• [Seçilen parça]:
Örgütlerde yeni düşünlerin üretilmesi birinci planda ve büyük oranda örgütle çevresi arasında karşılıklı insan ve bilgi alışverişine bağlı bulunmaktadır(Şimşek,1996: 321). Çoğunlukla insanlar, yaratıcılığın kendinden yeni düşünler getireceğini düşünürler. Oysa yaratıcı bireyler, uygulamayı genelde başkalarına bırakmayı yeğlerler. Yaratıcılar, düşüncelerinin yaygınlaşması ve denenmesi konusunda, gerektiği gibi çaba göstermezler(Kovancı, 2001: 240).

Yeni bir düşün, yeni bir teori yada hipotez, bir buluş, ya da yeni bir yönetim şekli olabilir. Yeni düşün, müşterilerin isteyemeyecekleri, hatta olabileceğini bile düşünmeyecekleri mal ve hizmetleri sağlamaya yöneliktir.

Yeni fikir üretimi, müşteri süreçlerinin nasıl çalıştığını, müşterinin sosyal, teknolojik, ekonomik ve idari ortamlardaki faktörlerin bu süreçleri nasıl etkilediğini bilmeyi ve bu bilgiyi kullanmayı gerektirir(Kovancı, 2001: 241). Bu sebeple, dış çevre ile sürekli ilişki halinde bulunma ve burada meydana gelen gelişmeleri yakından izleyip gereğini yerine getirme örgüt yöneticileri açısından yaşamsal önemdedir. Örgütler yaratıcı düşünceyi çalışanlarını risk almada cesaretlendirerek ve farklı işler yapma özgürlüğü vererek arttırabilirler. Yaratıcılıktan ödün verilerek elde edilen veriler, sağlıksız sonuçlar doğurabilir.

Günümüzde modern yönetim sistemlerine sahip örgütler, stratejik bir yöntem ve yüksek bir teknolojiyi sağlayan alanlarda ön planda olmalıdırlar(Marşap: 23).

Şimşek’e göre(1996: 321): Örgütün dışındaki çeşitli danışman ve eksper birey ve firmalar, yeni mahsuller, süreçler veya kendi alanlarına giren ve örgütü ilgilendiren diğer gelişmelerden zamanında haberdar olmaları nedeniyle,yaratıcılık ve yenilik arayışları içindeki yöneticiler için çok önemli başvuru kaynakları oluştururlar. İşletmenin kendi araştırma ve geliştirme departmanındaki personel ile yine örgüte alınan yeni ve dinamik üyelerde yaratıcı düşünlerin önemli birer kaynağını meydana getirirler.

• [Çıkarılan malzeme]:
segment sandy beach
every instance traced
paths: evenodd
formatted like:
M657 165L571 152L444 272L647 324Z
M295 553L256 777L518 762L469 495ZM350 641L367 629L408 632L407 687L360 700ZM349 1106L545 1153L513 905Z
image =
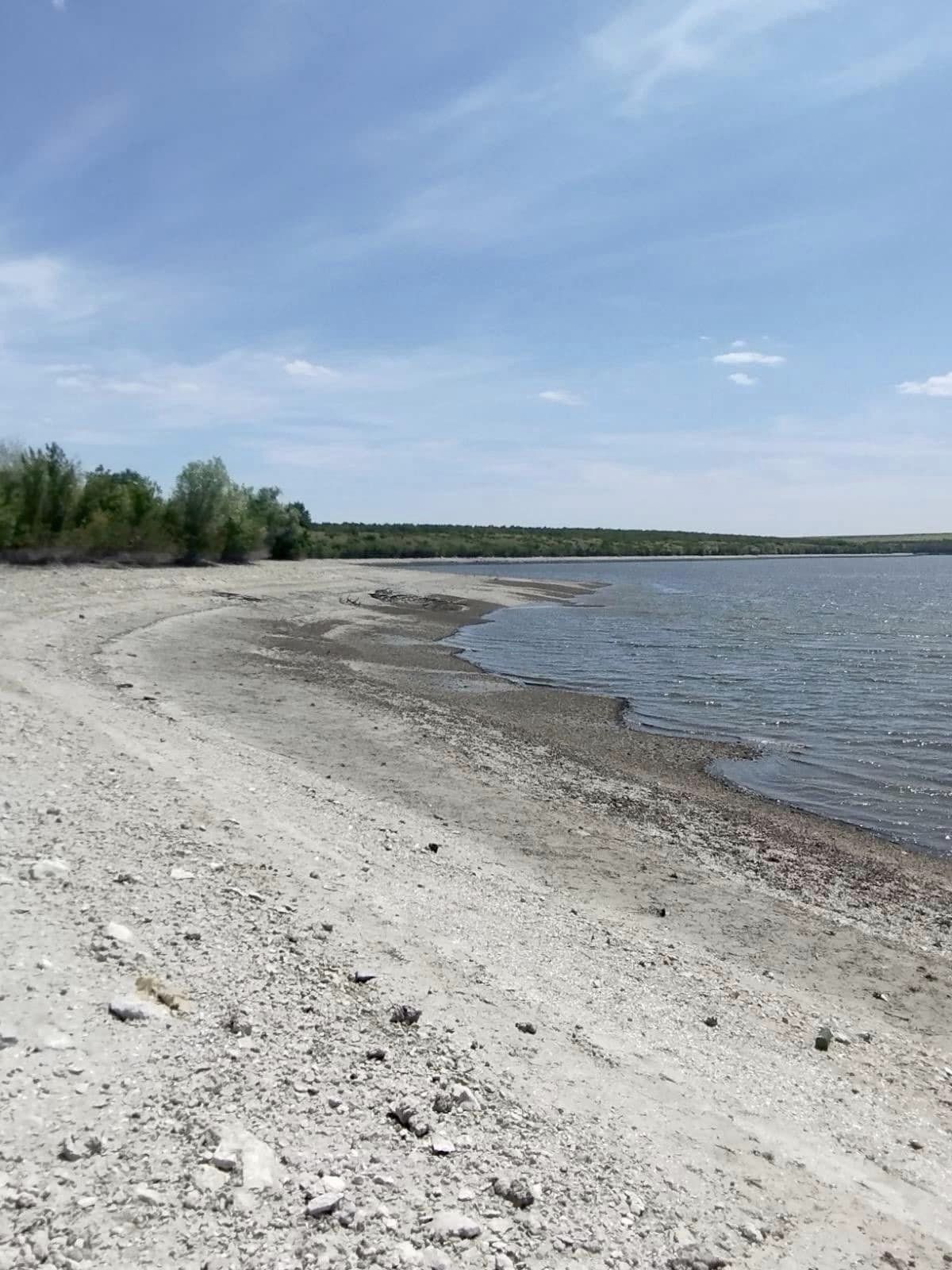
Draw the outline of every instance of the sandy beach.
M0 569L0 1270L952 1262L952 870L443 643L580 589Z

• [Verilen alıştırma]: Örgütlerde yeni düşün üretimi üzerine olan parçada "Yeni bir düşün, yeni" sözlerinden başlayıp aşağıya, "hizmetleri sağlamaya yöneliktir." sözlerine kadar uzanan her şeyi hiç değiştirmeden yazdırın.

• [Çözümlü alıştırma]:
Yeni bir düşün, yeni bir teori yada hipotez, bir buluş, ya da yeni bir yönetim şekli olabilir. Yeni düşün, müşterilerin isteyemeyecekleri, hatta olabileceğini bile düşünmeyecekleri mal ve hizmetleri sağlamaya yöneliktir.